- [Problem requirements] Copy word for word the portion of the passage on Sparrow starting with "Sparrow is initialized" and going on through "their desired behavior.".
━━━━━ Document excerpt ━━━━━
Sparrow is initialized using the 70 billion parameter, Chinchilla model (referred to as dialogue-prompted Chinchilla, or DPC) — a generic LLM that has been pre-trained over a large textual corpus. Because it is hard to precisely define the properties of a successful dialog, the authors use RLHF to align the LLM to their desired behavior.

Given that Sparrow is focused upon information-seeking dialogue, the authors enable the model to search the internet for evidence of factual claims. More specifically, this is done by introducing extra “participants” into the dialog, called “Search Query” and “Search Result”. To find evidence online, Sparrow learns to output the “Search Query:” string followed by a textual search query. Then, search results are obtained by retrieving and filtering a response to this query from Google. Sparrow uses this retrieved information in crafting its response to the user; see above.

Notably, Sparrow does nothing special to generate a search query. “Search Query: <query>” is just another sequence the LLM can output, which then triggers some special search behavior. Obviously, the original DPC was never taught to leverage this added functionality. We must teach the model to generate such search queries to support its claims during the alignment process.
━━━━━ Record excerpts ━━━━━
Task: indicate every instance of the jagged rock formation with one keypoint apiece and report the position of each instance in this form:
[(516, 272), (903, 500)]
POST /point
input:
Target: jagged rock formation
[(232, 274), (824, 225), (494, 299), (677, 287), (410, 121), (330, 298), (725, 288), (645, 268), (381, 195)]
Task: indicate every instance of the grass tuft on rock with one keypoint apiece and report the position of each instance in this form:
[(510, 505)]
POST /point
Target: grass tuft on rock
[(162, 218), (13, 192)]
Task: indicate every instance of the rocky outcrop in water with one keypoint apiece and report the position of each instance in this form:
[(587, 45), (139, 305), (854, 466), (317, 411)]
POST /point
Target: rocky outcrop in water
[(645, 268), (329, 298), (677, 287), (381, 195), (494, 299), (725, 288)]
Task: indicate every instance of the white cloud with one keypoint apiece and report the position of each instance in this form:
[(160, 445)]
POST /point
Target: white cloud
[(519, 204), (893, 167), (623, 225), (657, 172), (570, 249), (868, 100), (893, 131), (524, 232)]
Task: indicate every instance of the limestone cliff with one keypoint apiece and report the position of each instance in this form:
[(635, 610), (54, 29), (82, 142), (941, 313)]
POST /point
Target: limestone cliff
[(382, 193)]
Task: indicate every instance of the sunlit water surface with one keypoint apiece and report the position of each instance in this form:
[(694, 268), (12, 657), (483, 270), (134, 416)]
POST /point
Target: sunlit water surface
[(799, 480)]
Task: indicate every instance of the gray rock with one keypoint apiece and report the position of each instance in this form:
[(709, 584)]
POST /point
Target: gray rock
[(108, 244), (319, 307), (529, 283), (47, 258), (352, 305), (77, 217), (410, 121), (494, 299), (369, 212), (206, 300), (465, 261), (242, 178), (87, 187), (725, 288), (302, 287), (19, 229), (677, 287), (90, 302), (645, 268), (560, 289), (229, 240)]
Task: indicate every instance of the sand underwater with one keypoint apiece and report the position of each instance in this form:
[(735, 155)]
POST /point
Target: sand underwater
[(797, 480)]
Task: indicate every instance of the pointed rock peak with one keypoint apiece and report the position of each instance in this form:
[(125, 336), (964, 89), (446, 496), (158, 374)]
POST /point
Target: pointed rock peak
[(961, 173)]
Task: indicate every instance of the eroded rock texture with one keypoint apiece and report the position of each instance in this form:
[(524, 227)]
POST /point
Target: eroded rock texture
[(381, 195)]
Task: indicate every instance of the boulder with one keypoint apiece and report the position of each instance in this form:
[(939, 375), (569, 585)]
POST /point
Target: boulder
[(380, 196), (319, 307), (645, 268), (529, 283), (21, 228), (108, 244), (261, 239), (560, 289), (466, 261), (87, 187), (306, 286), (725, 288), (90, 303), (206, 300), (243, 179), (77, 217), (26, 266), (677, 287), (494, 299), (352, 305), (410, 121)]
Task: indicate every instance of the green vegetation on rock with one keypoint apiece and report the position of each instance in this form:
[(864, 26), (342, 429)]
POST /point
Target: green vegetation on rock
━━━━━
- [Output of the exercise]
Sparrow is initialized using the 70 billion parameter, Chinchilla model (referred to as dialogue-prompted Chinchilla, or DPC) — a generic LLM that has been pre-trained over a large textual corpus. Because it is hard to precisely define the properties of a successful dialog, the authors use RLHF to align the LLM to their desired behavior.